* [Problem requirements]:
Find the line in the material below that contains "For every instance of the overcast", then give it again, with all later lines, exactly as shown.

** Supplied material follows **

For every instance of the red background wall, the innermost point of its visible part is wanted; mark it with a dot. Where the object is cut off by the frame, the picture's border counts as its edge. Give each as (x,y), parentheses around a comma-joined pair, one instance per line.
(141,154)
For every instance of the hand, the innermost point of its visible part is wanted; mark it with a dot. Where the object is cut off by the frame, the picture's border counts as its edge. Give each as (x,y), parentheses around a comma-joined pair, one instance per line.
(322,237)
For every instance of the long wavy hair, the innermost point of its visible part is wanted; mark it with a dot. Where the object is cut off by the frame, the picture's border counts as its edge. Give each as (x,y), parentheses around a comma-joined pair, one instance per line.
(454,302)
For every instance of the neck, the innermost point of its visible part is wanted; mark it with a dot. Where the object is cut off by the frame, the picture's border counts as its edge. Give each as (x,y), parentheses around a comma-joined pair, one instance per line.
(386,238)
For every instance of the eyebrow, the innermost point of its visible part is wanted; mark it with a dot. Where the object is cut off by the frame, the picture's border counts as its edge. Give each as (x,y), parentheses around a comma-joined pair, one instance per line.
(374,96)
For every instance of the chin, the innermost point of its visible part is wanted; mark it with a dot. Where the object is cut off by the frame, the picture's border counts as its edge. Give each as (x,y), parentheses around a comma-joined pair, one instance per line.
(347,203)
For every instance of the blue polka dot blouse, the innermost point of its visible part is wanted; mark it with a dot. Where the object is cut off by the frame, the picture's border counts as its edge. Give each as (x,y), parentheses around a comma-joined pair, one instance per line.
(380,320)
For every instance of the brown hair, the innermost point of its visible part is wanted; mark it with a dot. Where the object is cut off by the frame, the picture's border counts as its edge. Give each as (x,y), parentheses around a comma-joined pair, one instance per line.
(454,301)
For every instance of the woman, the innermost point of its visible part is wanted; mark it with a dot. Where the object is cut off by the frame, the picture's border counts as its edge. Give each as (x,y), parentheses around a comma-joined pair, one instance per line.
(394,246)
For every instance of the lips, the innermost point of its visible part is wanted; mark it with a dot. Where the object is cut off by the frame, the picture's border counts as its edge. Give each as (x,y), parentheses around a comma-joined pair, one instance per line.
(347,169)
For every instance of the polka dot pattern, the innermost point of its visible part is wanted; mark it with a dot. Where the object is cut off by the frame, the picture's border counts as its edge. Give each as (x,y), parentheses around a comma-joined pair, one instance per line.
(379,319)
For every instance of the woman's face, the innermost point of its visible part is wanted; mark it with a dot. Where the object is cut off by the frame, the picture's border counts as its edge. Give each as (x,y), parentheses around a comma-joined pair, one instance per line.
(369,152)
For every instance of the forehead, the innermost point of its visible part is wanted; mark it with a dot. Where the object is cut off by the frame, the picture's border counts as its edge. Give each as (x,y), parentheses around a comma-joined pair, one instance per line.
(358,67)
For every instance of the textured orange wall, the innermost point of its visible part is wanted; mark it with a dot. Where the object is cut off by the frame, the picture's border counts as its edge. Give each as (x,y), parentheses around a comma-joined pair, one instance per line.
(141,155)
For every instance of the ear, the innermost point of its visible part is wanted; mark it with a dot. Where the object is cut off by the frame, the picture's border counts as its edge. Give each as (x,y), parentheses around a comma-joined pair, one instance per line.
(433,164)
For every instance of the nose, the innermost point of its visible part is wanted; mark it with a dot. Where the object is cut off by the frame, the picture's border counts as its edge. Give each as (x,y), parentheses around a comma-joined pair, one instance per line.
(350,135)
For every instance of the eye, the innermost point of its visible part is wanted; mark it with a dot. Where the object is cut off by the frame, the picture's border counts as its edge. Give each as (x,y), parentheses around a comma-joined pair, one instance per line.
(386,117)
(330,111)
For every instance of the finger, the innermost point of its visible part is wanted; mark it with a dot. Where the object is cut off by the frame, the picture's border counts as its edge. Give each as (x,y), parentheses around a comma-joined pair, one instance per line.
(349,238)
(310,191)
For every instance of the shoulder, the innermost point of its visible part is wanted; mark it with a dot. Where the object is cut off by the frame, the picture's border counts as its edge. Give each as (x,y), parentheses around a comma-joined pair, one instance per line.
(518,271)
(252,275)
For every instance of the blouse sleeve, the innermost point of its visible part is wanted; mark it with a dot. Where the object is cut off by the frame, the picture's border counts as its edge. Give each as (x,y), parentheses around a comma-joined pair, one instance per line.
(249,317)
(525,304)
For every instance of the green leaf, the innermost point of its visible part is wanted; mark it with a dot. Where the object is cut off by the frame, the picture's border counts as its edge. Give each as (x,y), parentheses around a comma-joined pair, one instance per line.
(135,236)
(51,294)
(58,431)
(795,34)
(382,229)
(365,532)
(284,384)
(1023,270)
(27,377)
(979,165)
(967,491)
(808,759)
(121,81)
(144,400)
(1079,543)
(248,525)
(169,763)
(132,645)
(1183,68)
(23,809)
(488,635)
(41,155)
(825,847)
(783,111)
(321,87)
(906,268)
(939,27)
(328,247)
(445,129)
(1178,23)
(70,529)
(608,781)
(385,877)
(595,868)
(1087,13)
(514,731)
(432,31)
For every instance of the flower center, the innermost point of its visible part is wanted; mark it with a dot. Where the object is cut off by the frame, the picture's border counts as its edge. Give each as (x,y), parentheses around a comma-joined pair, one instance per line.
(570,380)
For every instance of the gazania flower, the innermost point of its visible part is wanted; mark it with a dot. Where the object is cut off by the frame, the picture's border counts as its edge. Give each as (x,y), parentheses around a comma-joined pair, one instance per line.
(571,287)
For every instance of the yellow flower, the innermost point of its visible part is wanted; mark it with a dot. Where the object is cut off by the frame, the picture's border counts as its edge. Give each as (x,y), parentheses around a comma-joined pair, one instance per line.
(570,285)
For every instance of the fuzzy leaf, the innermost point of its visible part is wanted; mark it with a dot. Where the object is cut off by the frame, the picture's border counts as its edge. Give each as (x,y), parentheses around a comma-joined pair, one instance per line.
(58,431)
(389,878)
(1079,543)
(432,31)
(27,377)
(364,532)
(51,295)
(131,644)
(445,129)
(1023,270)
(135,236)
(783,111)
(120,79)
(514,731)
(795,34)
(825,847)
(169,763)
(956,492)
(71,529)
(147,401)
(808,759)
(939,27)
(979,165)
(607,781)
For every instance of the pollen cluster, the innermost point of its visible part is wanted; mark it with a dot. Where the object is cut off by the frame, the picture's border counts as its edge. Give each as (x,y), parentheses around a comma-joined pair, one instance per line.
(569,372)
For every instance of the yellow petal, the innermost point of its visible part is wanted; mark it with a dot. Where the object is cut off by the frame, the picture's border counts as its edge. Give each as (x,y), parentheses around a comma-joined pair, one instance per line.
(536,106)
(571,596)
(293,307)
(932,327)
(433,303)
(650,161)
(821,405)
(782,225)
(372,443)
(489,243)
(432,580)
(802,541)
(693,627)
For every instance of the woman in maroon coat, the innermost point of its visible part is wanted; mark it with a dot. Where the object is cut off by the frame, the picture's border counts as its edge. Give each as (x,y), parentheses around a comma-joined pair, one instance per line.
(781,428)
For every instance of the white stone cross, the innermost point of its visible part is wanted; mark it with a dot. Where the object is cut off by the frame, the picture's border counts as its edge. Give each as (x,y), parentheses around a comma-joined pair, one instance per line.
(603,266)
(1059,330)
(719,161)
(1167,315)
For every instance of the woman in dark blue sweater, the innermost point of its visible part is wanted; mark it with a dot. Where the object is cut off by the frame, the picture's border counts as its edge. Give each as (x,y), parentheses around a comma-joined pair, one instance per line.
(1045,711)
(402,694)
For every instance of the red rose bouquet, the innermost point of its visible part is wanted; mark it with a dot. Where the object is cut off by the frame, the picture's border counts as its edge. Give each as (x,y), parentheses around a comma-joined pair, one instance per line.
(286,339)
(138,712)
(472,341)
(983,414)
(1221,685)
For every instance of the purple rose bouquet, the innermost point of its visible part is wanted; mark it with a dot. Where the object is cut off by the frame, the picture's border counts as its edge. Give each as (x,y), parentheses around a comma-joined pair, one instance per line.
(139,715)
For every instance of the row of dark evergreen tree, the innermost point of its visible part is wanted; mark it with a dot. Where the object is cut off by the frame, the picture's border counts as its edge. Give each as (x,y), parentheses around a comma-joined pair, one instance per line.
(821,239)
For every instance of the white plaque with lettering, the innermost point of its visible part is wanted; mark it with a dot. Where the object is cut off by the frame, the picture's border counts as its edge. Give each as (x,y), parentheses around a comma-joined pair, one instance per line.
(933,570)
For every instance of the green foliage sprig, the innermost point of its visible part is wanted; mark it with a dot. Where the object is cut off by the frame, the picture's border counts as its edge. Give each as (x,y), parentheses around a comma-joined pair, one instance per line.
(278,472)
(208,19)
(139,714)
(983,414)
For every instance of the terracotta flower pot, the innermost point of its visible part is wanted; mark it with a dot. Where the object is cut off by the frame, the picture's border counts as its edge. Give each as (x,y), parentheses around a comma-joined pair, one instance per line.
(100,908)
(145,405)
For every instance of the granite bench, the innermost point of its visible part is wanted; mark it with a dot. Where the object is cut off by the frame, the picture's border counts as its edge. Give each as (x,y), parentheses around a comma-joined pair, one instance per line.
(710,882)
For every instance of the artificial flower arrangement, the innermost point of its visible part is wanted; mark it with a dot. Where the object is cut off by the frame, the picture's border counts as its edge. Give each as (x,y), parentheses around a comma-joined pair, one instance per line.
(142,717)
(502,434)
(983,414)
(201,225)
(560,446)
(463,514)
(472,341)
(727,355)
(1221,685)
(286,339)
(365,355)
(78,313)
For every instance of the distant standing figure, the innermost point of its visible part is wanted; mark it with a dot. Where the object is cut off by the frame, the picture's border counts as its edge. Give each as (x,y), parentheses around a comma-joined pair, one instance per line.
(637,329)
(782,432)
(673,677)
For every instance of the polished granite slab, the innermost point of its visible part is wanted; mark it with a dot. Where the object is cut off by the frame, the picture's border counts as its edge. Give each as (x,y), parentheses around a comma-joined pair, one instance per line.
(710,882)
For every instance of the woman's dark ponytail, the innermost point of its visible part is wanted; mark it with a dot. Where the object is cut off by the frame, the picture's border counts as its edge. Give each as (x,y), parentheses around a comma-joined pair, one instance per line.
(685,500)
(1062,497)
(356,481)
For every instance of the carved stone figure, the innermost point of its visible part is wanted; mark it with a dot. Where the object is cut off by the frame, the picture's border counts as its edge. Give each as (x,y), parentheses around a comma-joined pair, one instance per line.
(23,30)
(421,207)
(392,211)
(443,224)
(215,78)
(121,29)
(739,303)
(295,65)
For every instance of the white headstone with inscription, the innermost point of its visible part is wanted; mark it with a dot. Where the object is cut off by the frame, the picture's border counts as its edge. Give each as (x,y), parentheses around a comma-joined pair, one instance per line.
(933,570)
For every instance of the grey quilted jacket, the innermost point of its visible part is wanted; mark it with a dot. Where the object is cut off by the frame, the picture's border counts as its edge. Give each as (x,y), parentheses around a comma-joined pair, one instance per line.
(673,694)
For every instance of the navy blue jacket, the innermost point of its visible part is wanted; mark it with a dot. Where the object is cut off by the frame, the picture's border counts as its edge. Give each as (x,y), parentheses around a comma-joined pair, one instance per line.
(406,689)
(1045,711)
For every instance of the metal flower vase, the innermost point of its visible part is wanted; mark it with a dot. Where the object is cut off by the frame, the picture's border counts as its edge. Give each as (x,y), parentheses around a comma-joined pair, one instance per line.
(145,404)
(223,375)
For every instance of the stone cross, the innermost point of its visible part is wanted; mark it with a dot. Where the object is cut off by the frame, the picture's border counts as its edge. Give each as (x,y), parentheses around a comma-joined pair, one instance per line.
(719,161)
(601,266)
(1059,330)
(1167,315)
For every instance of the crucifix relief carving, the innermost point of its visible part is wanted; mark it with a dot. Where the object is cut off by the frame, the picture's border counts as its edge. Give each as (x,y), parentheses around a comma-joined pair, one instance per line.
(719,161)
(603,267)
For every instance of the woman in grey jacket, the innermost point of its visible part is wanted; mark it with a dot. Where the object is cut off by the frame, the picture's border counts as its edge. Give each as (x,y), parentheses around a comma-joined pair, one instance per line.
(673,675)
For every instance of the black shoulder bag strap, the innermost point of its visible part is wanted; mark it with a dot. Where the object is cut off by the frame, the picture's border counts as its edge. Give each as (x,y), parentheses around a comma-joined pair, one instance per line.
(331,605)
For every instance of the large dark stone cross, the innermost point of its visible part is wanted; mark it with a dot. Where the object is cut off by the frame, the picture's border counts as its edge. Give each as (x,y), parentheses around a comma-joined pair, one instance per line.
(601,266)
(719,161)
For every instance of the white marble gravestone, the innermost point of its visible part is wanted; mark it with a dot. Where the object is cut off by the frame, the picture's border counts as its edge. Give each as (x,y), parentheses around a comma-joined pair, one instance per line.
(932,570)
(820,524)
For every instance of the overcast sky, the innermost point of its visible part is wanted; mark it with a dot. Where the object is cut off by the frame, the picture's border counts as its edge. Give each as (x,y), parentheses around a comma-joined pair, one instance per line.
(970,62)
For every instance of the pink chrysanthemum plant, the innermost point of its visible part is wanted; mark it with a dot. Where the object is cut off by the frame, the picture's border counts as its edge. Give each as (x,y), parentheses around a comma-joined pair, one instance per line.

** End of Supplied material **

* [Result]:
For every instance of the overcast sky, the innermost point of its visible part is wanted; mark it with a dot. Where the object is cut off by the frame, the picture's border counts as its edge. Give each as (x,y), parentheses around a comma-joined pair, one instance per line.
(970,62)
For every instance of the pink chrysanthemum plant, the innermost point of its visible part is wanted; mark it with a dot. Where the object is cut off by the frame, the picture's border counts as its edge. Give each as (x,y), parentheses around a comma-joined pair, one instance per line.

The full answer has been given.